▶ **Stated task**:
Locate every line in the listing below that contains the word "sofa" and copy each of those lines.

▶ **Bounding box data excerpts**:
========

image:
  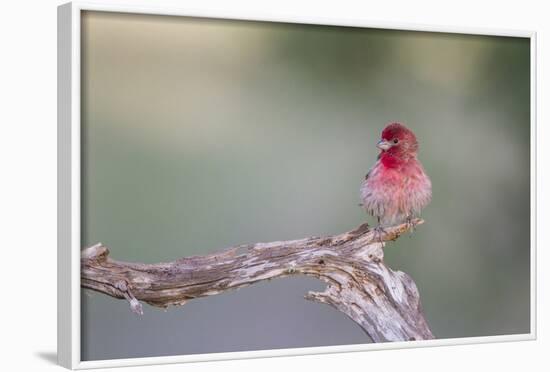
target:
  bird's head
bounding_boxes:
[376,123,418,166]
[376,123,418,156]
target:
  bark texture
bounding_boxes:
[81,220,433,342]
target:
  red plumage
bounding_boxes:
[361,123,432,228]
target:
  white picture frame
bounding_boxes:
[58,1,537,369]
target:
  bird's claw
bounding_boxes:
[405,217,417,234]
[374,225,387,244]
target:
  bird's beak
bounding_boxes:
[376,140,392,151]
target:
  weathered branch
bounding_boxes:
[81,220,433,342]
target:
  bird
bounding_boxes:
[360,122,432,240]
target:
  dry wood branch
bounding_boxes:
[81,220,433,342]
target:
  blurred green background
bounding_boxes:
[82,12,530,360]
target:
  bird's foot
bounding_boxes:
[405,216,417,236]
[373,225,387,244]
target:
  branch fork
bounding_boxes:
[81,219,434,342]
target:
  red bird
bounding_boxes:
[361,123,432,233]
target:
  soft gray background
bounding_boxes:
[82,12,530,360]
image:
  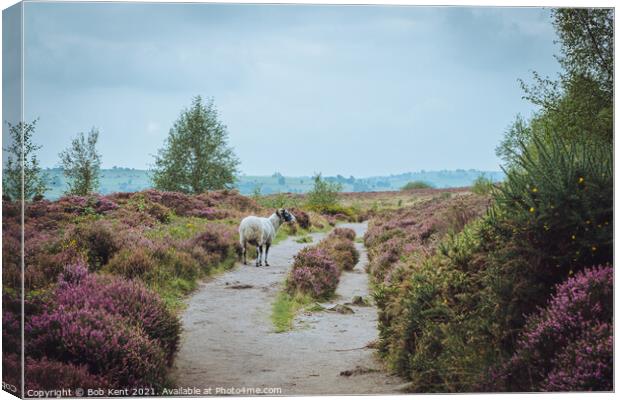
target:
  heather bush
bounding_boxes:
[290,207,310,229]
[319,235,360,271]
[24,357,112,390]
[104,247,158,280]
[190,224,237,262]
[66,220,120,271]
[330,228,356,240]
[286,247,340,299]
[55,265,181,363]
[25,305,166,388]
[487,266,613,391]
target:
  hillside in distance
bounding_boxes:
[45,167,504,199]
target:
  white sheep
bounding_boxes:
[239,208,295,267]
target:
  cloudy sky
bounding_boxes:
[4,3,558,176]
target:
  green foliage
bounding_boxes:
[153,96,239,193]
[60,128,101,196]
[496,134,613,272]
[2,119,46,201]
[366,9,613,392]
[306,174,342,211]
[401,181,433,190]
[512,8,614,148]
[554,8,614,95]
[471,174,495,195]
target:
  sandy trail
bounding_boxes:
[172,223,402,395]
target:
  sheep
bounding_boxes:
[239,208,296,267]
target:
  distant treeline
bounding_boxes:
[44,167,504,199]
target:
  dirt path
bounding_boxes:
[172,224,402,395]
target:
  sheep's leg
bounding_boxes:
[265,243,271,267]
[256,246,263,267]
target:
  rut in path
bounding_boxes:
[172,223,402,395]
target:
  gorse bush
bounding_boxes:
[471,174,495,195]
[495,138,613,283]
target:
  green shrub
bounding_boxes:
[471,174,495,195]
[495,138,613,284]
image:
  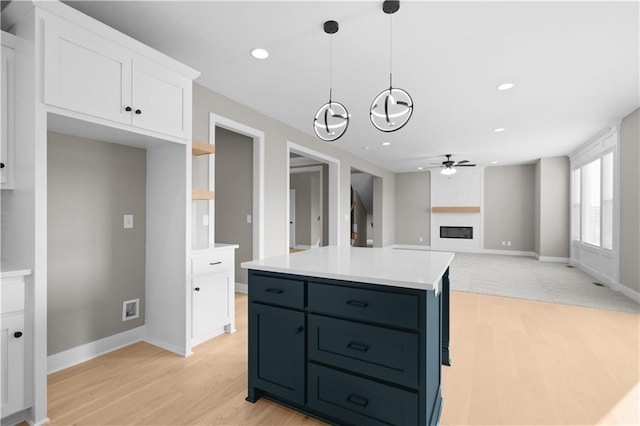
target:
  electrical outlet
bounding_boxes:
[124,214,133,229]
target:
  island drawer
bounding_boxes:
[308,364,418,425]
[249,273,304,309]
[308,282,419,329]
[307,314,420,388]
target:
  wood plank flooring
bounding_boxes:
[48,292,640,425]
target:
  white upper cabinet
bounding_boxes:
[44,19,132,124]
[0,32,15,189]
[43,10,197,139]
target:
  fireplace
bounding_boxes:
[440,226,473,240]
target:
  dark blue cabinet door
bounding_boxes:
[249,303,306,404]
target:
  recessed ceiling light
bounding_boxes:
[496,83,515,91]
[251,47,269,59]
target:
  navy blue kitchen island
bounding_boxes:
[242,247,453,425]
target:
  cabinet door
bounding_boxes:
[44,19,132,124]
[249,303,305,404]
[0,313,25,417]
[191,270,231,343]
[132,58,192,137]
[0,46,15,189]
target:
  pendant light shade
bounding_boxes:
[313,21,351,142]
[369,0,413,132]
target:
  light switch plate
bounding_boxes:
[124,214,133,229]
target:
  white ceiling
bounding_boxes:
[69,1,640,172]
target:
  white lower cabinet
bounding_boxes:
[0,277,26,418]
[191,245,238,345]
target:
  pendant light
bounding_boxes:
[369,0,413,132]
[313,21,351,142]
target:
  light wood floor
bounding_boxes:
[48,292,640,425]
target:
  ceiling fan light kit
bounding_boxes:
[313,21,351,142]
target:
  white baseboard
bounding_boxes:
[614,283,640,303]
[236,283,249,294]
[535,253,569,263]
[146,336,192,357]
[480,249,536,257]
[47,325,146,374]
[385,244,431,251]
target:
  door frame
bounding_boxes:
[285,141,341,253]
[209,113,262,259]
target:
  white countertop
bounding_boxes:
[0,260,31,279]
[242,246,454,292]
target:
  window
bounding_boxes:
[571,169,580,241]
[580,158,600,246]
[571,151,613,250]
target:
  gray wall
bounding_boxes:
[351,188,367,247]
[619,109,640,292]
[215,127,253,284]
[47,132,146,355]
[484,164,536,251]
[395,172,431,246]
[536,157,570,258]
[193,84,395,257]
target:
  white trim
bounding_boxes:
[536,253,569,263]
[235,283,249,294]
[47,325,147,374]
[209,113,262,259]
[284,141,340,252]
[388,244,431,251]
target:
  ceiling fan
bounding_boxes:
[431,154,476,175]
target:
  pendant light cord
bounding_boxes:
[389,14,393,90]
[329,34,333,104]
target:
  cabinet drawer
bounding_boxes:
[249,274,304,309]
[308,315,419,388]
[308,282,419,328]
[308,364,418,426]
[0,278,24,314]
[191,253,234,277]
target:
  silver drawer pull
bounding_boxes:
[347,393,369,407]
[346,300,369,308]
[347,342,369,352]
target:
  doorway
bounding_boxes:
[287,142,340,252]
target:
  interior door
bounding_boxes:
[289,189,296,247]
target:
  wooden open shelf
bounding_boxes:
[431,206,480,213]
[191,189,215,200]
[191,141,216,155]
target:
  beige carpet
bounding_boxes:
[450,253,640,312]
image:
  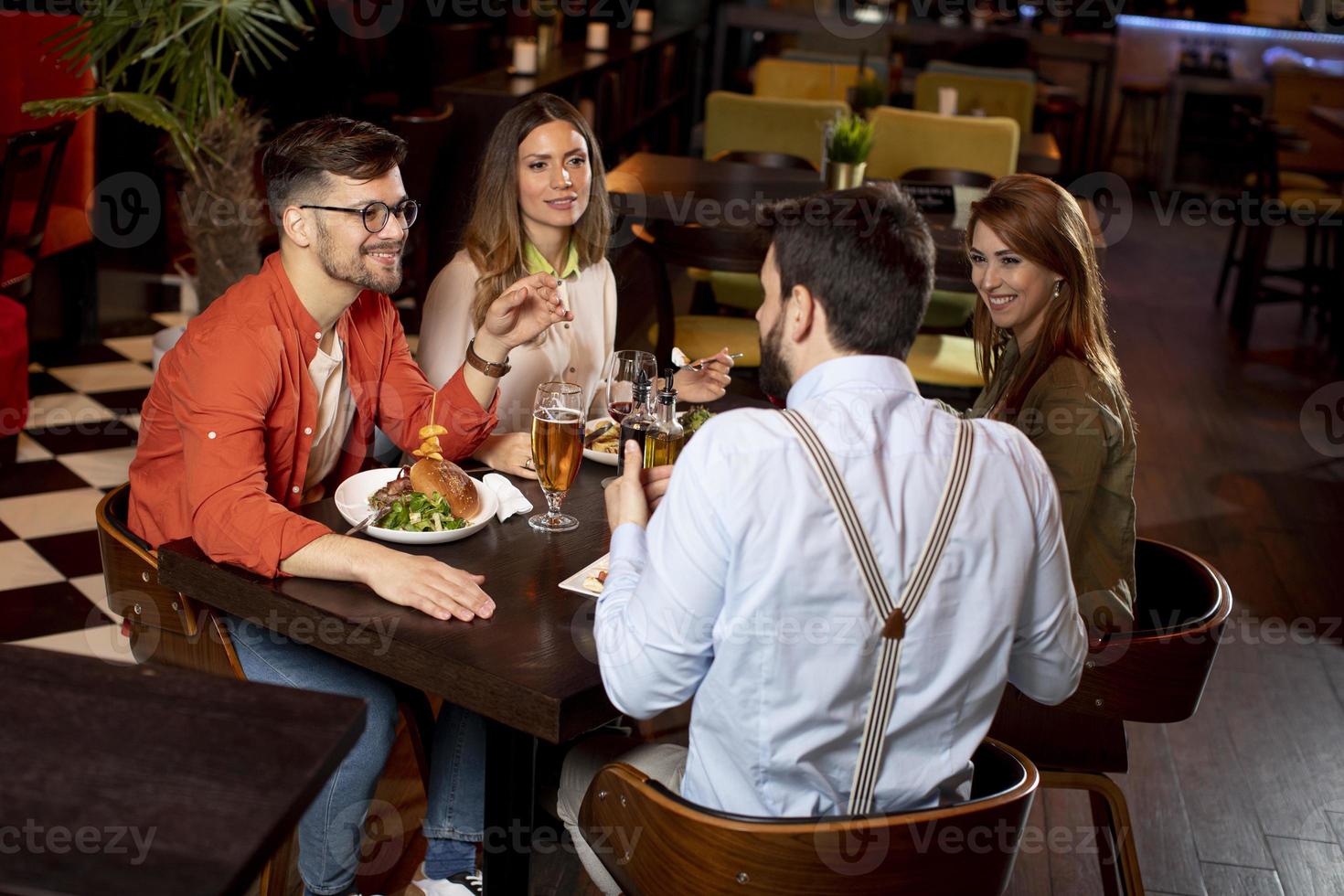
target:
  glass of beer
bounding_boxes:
[528,383,584,532]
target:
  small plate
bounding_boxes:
[581,416,615,467]
[336,466,498,544]
[560,553,612,599]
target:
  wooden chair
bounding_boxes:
[0,121,75,298]
[95,484,434,896]
[989,539,1232,896]
[580,741,1039,896]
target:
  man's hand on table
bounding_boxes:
[360,546,495,622]
[606,439,672,532]
[280,533,495,622]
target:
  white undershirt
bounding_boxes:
[304,332,355,493]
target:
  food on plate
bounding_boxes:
[368,396,481,532]
[583,566,606,593]
[410,458,481,520]
[677,407,714,438]
[368,470,466,532]
[583,421,621,454]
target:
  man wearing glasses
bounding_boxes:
[129,118,572,896]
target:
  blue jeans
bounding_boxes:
[222,613,485,896]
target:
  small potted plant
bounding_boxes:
[827,115,872,189]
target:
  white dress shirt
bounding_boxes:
[417,250,615,432]
[594,356,1087,816]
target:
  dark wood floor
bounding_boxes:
[267,197,1344,896]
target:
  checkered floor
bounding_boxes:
[0,315,197,659]
[0,313,420,662]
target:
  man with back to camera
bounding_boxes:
[129,118,572,896]
[558,186,1087,893]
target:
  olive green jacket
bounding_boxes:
[965,341,1137,627]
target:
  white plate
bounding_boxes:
[583,416,615,467]
[336,466,498,544]
[560,553,612,599]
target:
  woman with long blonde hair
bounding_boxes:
[966,175,1136,629]
[418,94,731,478]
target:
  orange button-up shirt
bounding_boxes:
[128,252,498,576]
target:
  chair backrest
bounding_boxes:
[780,46,891,83]
[752,58,859,101]
[0,12,95,252]
[94,484,245,678]
[869,106,1021,180]
[704,90,849,169]
[924,59,1036,85]
[709,149,818,171]
[1061,539,1232,724]
[0,121,75,261]
[580,741,1040,896]
[901,168,995,188]
[915,71,1036,133]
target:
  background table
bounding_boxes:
[0,645,364,896]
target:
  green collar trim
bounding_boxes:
[523,238,580,280]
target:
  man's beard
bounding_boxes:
[757,315,793,401]
[317,223,402,295]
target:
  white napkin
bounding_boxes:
[481,473,532,523]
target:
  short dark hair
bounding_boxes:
[766,184,934,360]
[261,115,406,220]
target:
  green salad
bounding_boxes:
[677,407,714,438]
[369,492,466,532]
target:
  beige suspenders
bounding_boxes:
[784,411,975,816]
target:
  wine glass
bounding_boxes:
[528,383,584,532]
[603,348,658,489]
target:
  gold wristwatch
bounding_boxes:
[466,338,511,379]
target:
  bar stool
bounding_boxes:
[1106,82,1168,181]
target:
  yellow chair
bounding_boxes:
[919,289,980,329]
[704,90,849,172]
[906,333,986,389]
[752,58,859,102]
[915,71,1036,134]
[869,106,1021,180]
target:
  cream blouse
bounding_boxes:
[418,250,615,432]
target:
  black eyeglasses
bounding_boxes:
[300,198,420,234]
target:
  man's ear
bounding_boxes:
[784,283,820,343]
[280,206,314,249]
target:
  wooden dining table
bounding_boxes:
[0,645,364,896]
[151,393,764,896]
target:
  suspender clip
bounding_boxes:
[881,607,906,641]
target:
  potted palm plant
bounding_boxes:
[24,0,314,305]
[827,115,872,189]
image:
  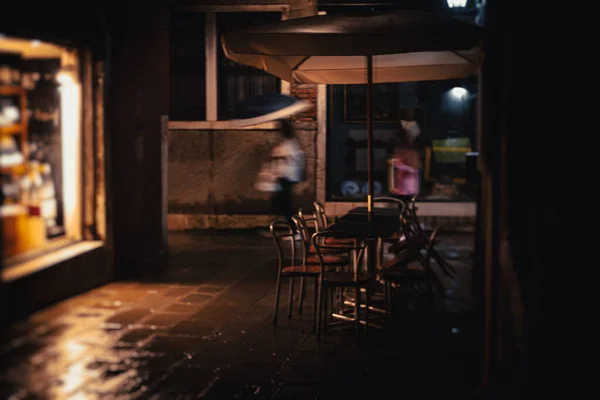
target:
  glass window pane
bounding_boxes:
[217,12,281,120]
[327,79,477,201]
[170,13,206,121]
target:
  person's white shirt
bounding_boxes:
[271,139,304,182]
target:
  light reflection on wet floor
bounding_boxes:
[0,230,475,399]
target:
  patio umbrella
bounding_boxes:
[231,94,313,126]
[221,11,483,215]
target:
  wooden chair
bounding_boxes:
[312,231,373,340]
[270,221,322,329]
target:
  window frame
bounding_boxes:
[169,4,290,125]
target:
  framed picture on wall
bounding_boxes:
[398,107,425,132]
[344,83,398,123]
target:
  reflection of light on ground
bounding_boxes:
[60,362,89,393]
[63,340,86,361]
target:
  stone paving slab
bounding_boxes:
[0,233,476,399]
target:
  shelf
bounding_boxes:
[0,162,27,175]
[0,85,25,96]
[0,124,25,135]
[0,204,27,218]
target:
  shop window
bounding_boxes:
[327,79,477,201]
[170,13,206,121]
[0,37,81,258]
[217,12,281,120]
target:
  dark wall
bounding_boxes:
[106,3,170,277]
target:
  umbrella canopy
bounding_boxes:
[221,11,484,84]
[231,94,313,126]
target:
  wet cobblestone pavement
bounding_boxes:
[0,232,477,399]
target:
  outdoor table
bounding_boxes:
[326,207,401,327]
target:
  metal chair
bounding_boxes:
[292,213,350,314]
[380,217,445,314]
[312,231,373,340]
[270,221,322,329]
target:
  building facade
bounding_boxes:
[167,0,477,230]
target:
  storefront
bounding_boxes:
[0,34,106,314]
[319,0,478,222]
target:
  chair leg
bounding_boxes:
[354,285,360,340]
[313,277,320,333]
[298,277,306,314]
[323,288,331,332]
[273,273,281,326]
[315,278,323,340]
[365,285,371,337]
[288,278,294,318]
[383,280,390,317]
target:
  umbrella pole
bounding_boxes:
[367,56,373,221]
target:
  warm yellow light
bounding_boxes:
[57,72,81,239]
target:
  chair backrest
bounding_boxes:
[298,207,322,232]
[269,220,298,271]
[373,196,406,215]
[313,201,329,231]
[311,231,366,279]
[292,215,310,265]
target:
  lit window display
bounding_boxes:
[327,79,477,201]
[0,37,81,259]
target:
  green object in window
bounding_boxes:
[432,137,472,164]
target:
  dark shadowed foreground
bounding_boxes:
[0,232,479,399]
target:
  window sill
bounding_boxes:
[2,241,104,283]
[325,200,477,217]
[169,121,279,131]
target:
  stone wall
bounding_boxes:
[168,124,316,229]
[168,0,322,230]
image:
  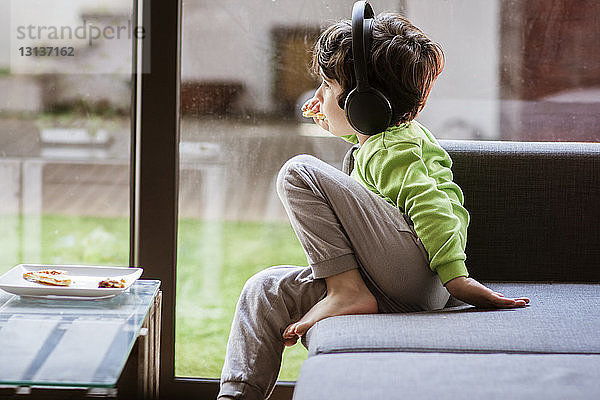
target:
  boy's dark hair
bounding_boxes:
[311,13,444,125]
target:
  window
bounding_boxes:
[0,0,132,273]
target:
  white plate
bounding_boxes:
[0,264,143,299]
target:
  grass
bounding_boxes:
[175,220,306,380]
[0,215,306,380]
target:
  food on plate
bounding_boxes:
[98,278,125,288]
[23,269,72,286]
[302,109,326,119]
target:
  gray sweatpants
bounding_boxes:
[219,155,449,400]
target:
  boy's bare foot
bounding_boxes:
[282,269,378,346]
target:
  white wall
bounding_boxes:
[182,0,402,111]
[407,0,500,139]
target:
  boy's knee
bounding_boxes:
[240,267,280,301]
[277,154,320,197]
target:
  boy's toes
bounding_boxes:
[281,324,296,343]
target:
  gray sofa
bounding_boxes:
[294,140,600,400]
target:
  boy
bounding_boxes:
[219,9,529,399]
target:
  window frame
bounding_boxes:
[130,0,294,400]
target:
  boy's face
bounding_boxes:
[315,72,358,136]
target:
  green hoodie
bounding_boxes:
[343,121,469,285]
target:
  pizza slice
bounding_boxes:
[302,109,327,119]
[23,269,72,286]
[98,278,125,288]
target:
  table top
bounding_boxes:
[0,280,160,387]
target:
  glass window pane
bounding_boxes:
[0,0,133,273]
[176,0,600,380]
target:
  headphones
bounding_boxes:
[344,1,392,135]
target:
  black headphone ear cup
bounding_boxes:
[344,88,392,135]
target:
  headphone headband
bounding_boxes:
[352,1,375,92]
[344,1,392,135]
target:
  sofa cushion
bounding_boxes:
[294,353,600,400]
[305,283,600,356]
[440,140,600,282]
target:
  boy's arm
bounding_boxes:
[365,143,469,284]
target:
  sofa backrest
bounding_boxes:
[440,140,600,282]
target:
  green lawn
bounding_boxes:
[0,215,306,380]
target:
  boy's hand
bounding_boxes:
[446,276,529,308]
[302,97,329,132]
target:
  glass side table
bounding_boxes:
[0,280,162,399]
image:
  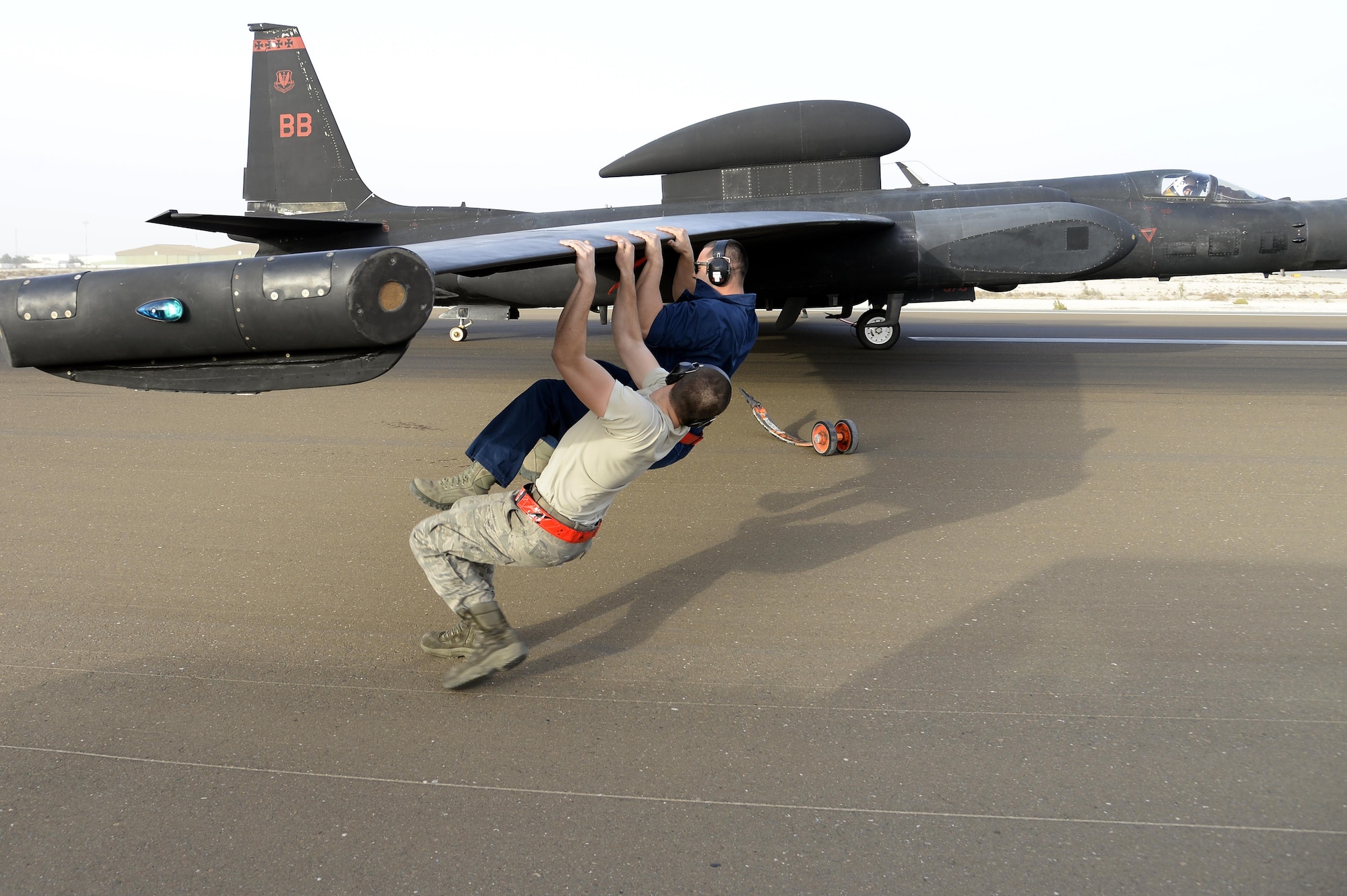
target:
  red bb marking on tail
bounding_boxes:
[253,34,304,53]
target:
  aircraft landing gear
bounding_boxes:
[855,308,901,351]
[449,306,473,342]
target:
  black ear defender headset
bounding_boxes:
[696,240,730,283]
[664,361,730,429]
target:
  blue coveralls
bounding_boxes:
[467,280,757,484]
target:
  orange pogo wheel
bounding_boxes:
[810,420,838,456]
[832,417,859,454]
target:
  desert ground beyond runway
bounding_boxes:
[0,305,1347,895]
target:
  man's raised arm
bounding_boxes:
[603,236,660,389]
[552,240,617,417]
[652,228,696,328]
[630,230,671,339]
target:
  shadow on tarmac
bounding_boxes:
[513,324,1106,677]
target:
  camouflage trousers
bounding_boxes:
[411,491,593,616]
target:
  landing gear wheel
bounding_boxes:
[810,420,838,457]
[832,417,861,454]
[855,308,901,351]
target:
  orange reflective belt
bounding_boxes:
[515,485,603,545]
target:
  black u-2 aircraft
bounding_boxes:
[0,24,1347,392]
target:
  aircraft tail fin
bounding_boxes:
[244,23,388,215]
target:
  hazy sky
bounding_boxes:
[0,0,1347,253]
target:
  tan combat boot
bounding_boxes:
[412,460,496,510]
[422,616,481,659]
[445,600,528,689]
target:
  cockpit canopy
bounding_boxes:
[1146,171,1270,202]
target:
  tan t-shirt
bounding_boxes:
[536,368,687,526]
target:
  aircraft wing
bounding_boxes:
[401,211,893,275]
[145,209,384,244]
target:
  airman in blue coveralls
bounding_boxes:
[411,228,758,510]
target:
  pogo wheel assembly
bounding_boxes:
[740,389,859,457]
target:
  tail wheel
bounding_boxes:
[810,420,838,457]
[832,417,859,454]
[855,308,901,351]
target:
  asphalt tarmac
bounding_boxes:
[0,311,1347,896]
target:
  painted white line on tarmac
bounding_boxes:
[0,744,1347,837]
[908,337,1347,346]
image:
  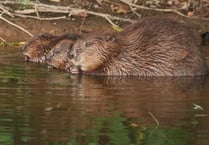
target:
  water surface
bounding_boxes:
[0,48,209,145]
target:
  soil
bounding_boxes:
[0,0,209,42]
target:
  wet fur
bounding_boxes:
[22,33,79,63]
[47,36,79,70]
[69,18,208,76]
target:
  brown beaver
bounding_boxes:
[22,33,79,63]
[69,18,208,76]
[47,35,80,70]
[201,32,209,46]
[22,33,59,63]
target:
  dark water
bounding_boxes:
[0,48,209,145]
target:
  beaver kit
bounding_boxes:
[68,18,208,76]
[22,33,80,63]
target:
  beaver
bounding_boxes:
[68,18,208,76]
[22,33,59,63]
[22,33,79,63]
[46,35,81,70]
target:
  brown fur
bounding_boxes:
[70,18,208,76]
[22,33,80,63]
[47,38,80,70]
[22,33,59,63]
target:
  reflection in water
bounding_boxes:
[0,48,209,145]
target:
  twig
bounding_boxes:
[0,14,33,36]
[0,0,133,23]
[14,14,66,21]
[0,37,6,43]
[120,0,209,20]
[149,112,160,128]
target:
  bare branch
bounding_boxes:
[0,14,33,36]
[120,0,209,20]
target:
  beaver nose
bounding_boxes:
[68,50,75,59]
[24,55,30,61]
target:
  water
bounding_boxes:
[0,48,209,145]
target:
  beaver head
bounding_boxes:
[22,33,58,63]
[68,34,119,72]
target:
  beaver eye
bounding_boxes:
[85,42,93,47]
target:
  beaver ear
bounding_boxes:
[107,35,116,42]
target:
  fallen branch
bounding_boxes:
[0,13,33,36]
[120,0,209,20]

========

▶ **Solution to this task**:
  gray sofa
  sofa cushion
  sofa backrest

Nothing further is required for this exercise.